§ **What you need to do**
Both the line below containing "Target: white banner" and the line containing "Target: boy in green shorts", along with every line between them, should be repeated exactly; no other line belongs in the answer.

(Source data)
----

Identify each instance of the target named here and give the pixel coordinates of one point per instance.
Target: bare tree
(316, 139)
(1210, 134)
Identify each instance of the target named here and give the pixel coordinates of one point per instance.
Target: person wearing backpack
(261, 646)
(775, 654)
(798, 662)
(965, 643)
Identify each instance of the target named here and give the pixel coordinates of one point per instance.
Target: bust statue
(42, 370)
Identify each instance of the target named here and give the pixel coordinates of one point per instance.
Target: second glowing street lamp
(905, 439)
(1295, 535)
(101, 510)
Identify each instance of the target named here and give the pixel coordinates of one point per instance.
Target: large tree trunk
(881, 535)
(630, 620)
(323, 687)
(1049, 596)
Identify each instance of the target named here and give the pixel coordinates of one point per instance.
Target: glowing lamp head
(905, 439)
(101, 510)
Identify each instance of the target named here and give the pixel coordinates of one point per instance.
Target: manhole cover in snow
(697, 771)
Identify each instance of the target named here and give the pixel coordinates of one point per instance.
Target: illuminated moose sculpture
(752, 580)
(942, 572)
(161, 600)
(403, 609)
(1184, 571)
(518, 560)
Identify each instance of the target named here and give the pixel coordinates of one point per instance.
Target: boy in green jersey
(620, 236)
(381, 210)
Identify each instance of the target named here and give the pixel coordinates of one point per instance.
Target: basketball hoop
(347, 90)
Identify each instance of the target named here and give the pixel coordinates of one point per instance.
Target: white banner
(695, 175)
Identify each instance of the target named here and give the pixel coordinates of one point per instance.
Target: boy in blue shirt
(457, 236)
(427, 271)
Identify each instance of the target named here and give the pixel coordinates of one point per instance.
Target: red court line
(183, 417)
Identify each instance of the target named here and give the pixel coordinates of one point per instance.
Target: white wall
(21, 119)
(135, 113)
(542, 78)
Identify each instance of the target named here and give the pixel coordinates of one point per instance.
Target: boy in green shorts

----

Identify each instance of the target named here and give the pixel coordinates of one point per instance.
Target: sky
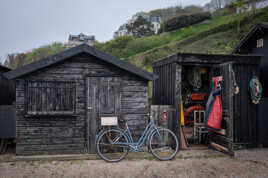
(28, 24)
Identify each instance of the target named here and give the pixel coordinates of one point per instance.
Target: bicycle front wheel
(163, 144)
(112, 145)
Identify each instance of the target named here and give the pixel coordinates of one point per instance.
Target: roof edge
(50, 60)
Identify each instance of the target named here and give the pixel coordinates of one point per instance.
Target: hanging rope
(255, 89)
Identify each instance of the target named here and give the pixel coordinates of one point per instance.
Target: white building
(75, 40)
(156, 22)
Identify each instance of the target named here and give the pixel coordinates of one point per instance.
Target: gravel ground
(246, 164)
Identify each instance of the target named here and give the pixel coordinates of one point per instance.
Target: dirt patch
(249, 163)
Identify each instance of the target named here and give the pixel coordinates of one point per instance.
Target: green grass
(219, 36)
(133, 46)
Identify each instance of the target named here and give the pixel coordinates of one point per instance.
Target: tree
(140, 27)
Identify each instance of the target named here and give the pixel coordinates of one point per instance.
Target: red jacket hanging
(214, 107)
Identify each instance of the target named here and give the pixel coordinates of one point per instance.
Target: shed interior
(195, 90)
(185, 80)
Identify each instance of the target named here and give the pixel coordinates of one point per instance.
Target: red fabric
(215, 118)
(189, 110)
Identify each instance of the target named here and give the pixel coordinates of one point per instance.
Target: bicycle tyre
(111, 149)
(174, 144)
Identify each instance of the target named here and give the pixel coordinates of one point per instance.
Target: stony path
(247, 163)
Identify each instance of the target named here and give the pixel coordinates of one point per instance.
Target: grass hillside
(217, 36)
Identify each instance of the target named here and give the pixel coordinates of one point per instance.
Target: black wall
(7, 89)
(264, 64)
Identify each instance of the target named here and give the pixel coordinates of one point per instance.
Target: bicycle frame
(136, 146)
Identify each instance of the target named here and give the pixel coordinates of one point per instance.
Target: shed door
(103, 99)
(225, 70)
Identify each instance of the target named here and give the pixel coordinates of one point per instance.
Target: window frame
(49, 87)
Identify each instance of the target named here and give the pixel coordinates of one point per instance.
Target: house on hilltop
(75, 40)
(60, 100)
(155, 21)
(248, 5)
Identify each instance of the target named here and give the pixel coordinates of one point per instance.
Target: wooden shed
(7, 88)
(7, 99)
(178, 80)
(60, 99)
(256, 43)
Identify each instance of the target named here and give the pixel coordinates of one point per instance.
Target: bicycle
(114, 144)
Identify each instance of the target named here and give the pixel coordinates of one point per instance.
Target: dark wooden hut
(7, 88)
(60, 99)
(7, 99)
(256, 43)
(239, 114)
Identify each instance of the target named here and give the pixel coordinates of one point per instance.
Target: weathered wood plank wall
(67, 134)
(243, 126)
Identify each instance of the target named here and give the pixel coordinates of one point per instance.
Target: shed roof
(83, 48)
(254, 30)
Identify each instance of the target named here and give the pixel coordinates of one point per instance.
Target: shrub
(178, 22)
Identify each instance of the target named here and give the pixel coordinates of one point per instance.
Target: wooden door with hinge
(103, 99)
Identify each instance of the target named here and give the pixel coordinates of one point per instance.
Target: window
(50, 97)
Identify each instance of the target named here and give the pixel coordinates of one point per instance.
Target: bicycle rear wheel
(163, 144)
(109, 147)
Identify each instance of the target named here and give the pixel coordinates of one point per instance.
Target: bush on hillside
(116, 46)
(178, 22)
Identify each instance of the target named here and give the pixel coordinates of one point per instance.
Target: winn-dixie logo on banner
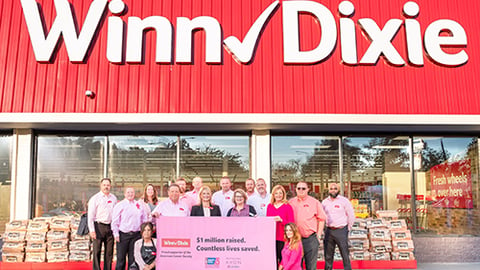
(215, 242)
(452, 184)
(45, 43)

----

§ **Answer section**
Target: white banner
(695, 175)
Identify each instance of the target named here and give the pixel coordinates of one point per instance.
Target: boy in blue shirt
(457, 236)
(427, 271)
Identify each instance of the target named here and give the pixel coordinates of one point per instance.
Target: red court line
(183, 417)
Identify each instance of the target named here and give the pixel coordinates of one point per instance.
Target: white wall
(21, 119)
(135, 113)
(542, 78)
Identify each instance of the target named here and give the pixel coordinates of one point per instance.
Target: boy in green shorts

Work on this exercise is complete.